YOUR GOAL
Duplicate the part of the shinty helmet article below between "The pre-agm position" and "required 75% support.", inclusive.

TEXT
┏━━
The compulsory wearing of helmets with faceguards for all shinty players moved a step closer, but opt-outs still remain following the Camanachd Association’s annual general meeting in Fort William.
The pre-agm position was that all players must wear a compliant helmet with faceguard during games and training, other than where any player aged over-21 years opts out by signing a liability waiver.
Camanachd Association chief executive officer Derek Keir made an impassioned plea for tighter restrictions for the benefit of all on safety grounds, saying this was the fourth year that the association had attempted to introduce the unilateral wearing of helmets with faceguards, and he urged member clubs and associations to show leadership.
There was some progress as, with a voting strength of 43, it was agreed to raise the waiver eligibility to now only include players aged over 25.
However, two other motions put forward by the game’s governing body failed to gather the required 75% support.
These were that helmets and faceguards are made mandatory for all players from the 2024 season or alternatively, that helmets are made mandatory from 2024 with liability waivers permissible for faceguards only.
In his three-year tenure as Camanachd Association president, Steven MacKenzie has used all his skills to successfully steer the sport through a tumultuous three-year period, which included a full recovery following the Covid shutdown, before passing the baton over to president-elect Burton Morrison.
┗━━
DATA FOR ANALYSIS
┏━━
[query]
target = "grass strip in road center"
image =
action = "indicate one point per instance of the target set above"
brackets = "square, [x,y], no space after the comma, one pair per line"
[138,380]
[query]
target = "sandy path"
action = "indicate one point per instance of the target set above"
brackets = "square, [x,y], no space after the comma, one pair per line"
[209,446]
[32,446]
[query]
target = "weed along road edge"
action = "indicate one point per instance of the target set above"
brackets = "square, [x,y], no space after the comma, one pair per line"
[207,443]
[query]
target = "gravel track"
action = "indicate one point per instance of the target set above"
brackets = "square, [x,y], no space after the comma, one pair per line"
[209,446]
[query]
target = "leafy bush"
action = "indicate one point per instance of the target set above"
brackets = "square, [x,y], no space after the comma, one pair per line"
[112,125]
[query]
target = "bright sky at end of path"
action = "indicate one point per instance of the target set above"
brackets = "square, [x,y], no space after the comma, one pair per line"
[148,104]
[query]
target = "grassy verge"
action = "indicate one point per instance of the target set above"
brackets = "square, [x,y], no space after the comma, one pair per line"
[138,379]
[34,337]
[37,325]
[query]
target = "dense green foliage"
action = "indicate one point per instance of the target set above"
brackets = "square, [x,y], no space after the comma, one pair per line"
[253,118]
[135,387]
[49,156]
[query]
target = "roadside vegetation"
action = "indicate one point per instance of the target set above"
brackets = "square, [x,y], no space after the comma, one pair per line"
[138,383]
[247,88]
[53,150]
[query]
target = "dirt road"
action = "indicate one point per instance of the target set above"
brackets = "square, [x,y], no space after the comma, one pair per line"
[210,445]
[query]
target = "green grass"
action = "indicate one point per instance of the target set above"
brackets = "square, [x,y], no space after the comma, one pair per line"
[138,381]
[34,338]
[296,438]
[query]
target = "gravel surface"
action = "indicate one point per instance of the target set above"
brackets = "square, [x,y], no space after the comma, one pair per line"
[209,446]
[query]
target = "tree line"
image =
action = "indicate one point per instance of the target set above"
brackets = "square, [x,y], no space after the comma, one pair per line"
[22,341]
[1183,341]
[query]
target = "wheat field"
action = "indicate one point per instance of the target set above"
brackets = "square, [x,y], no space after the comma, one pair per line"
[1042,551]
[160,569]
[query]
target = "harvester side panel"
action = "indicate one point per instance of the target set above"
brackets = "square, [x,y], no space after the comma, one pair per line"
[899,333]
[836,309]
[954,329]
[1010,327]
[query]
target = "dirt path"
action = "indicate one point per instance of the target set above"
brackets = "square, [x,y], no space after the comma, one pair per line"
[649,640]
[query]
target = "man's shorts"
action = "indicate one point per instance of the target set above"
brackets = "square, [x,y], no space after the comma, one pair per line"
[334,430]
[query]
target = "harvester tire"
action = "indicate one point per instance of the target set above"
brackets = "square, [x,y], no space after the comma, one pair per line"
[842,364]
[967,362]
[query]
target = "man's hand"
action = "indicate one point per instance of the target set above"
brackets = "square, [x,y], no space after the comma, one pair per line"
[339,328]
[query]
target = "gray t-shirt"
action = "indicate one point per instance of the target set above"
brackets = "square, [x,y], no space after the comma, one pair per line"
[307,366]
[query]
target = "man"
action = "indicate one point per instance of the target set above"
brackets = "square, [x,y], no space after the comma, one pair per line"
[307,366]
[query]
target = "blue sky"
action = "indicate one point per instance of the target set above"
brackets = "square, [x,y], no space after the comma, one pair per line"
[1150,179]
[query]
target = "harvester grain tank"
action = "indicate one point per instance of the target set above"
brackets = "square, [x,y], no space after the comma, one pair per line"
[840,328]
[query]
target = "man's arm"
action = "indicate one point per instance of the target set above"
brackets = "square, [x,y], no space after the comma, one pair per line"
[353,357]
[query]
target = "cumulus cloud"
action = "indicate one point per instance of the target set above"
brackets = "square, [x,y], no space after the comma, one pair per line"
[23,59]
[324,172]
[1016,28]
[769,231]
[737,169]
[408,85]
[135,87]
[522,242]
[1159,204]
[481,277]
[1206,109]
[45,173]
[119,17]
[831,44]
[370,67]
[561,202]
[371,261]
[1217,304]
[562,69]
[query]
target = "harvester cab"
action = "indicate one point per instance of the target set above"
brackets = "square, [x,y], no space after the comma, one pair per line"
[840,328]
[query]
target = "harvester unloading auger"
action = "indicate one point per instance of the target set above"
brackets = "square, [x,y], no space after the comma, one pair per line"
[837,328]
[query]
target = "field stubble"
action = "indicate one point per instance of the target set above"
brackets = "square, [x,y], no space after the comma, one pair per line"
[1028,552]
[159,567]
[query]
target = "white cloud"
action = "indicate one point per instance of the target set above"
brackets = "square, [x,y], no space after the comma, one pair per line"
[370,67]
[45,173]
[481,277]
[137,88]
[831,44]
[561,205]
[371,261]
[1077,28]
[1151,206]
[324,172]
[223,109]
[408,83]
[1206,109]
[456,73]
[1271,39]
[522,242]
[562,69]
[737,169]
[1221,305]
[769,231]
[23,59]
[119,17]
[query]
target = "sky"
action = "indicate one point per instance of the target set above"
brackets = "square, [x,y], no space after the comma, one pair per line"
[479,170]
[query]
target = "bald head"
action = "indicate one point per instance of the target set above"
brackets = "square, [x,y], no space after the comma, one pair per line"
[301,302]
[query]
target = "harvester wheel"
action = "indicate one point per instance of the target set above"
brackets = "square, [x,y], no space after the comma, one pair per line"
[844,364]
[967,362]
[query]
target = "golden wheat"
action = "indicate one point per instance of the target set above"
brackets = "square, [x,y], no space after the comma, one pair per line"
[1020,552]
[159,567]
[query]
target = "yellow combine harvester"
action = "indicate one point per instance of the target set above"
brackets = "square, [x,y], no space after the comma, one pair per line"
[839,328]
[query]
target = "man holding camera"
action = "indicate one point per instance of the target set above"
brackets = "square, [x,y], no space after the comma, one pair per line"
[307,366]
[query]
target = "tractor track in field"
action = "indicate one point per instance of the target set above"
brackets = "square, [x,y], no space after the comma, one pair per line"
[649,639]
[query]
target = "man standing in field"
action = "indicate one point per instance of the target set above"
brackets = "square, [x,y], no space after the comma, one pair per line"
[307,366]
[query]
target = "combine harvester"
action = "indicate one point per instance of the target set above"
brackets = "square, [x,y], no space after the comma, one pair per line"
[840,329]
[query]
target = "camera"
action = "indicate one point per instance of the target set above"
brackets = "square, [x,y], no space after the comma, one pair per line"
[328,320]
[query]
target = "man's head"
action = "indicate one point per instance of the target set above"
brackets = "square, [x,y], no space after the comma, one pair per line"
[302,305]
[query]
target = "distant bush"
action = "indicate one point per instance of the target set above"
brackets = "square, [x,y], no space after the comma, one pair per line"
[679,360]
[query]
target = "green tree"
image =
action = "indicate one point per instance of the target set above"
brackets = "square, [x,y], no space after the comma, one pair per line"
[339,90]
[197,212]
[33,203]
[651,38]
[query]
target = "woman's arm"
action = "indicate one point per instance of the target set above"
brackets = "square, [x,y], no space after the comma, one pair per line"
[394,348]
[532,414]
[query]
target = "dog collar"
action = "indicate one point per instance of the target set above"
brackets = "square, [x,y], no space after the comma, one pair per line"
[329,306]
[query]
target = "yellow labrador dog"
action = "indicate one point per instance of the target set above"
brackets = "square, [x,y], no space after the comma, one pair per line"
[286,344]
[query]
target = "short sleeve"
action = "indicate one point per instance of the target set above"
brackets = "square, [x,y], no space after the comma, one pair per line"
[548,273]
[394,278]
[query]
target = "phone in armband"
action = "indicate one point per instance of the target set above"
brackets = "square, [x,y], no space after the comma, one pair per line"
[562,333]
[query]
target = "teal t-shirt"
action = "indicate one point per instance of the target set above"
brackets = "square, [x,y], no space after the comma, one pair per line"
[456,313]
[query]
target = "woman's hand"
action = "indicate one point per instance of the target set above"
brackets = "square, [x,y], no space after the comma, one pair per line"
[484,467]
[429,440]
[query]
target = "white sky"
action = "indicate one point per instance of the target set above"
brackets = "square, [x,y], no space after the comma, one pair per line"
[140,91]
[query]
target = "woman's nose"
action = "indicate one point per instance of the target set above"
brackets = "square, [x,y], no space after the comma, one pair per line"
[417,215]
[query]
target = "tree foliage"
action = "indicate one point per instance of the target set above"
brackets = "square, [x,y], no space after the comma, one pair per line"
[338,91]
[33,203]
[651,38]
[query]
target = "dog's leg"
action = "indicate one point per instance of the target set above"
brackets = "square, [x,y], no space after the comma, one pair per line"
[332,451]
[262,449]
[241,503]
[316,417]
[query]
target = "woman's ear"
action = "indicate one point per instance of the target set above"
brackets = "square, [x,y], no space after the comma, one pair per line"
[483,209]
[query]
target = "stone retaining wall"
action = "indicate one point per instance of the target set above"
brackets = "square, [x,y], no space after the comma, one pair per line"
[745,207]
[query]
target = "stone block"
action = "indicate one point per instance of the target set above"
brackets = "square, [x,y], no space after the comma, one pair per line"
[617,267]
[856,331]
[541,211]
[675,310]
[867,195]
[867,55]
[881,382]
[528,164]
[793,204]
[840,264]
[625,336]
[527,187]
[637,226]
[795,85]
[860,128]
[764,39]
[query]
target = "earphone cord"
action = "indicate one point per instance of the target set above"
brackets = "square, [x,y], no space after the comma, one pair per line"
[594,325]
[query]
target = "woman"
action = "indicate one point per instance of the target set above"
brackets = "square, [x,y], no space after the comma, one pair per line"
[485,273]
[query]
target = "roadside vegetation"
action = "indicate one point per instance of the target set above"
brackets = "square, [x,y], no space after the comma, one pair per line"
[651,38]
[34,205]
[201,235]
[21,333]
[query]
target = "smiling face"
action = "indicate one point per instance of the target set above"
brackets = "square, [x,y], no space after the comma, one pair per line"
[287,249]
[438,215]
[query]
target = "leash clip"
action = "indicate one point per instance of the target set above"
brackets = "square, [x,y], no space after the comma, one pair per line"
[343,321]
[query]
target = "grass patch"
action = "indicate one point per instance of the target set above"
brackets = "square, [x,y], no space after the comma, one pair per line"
┗━━
ANSWER TO THIS TASK
The pre-agm position was that all players must wear a compliant helmet with faceguard during games and training, other than where any player aged over-21 years opts out by signing a liability waiver.
Camanachd Association chief executive officer Derek Keir made an impassioned plea for tighter restrictions for the benefit of all on safety grounds, saying this was the fourth year that the association had attempted to introduce the unilateral wearing of helmets with faceguards, and he urged member clubs and associations to show leadership.
There was some progress as, with a voting strength of 43, it was agreed to raise the waiver eligibility to now only include players aged over 25.
However, two other motions put forward by the game’s governing body failed to gather the required 75% support.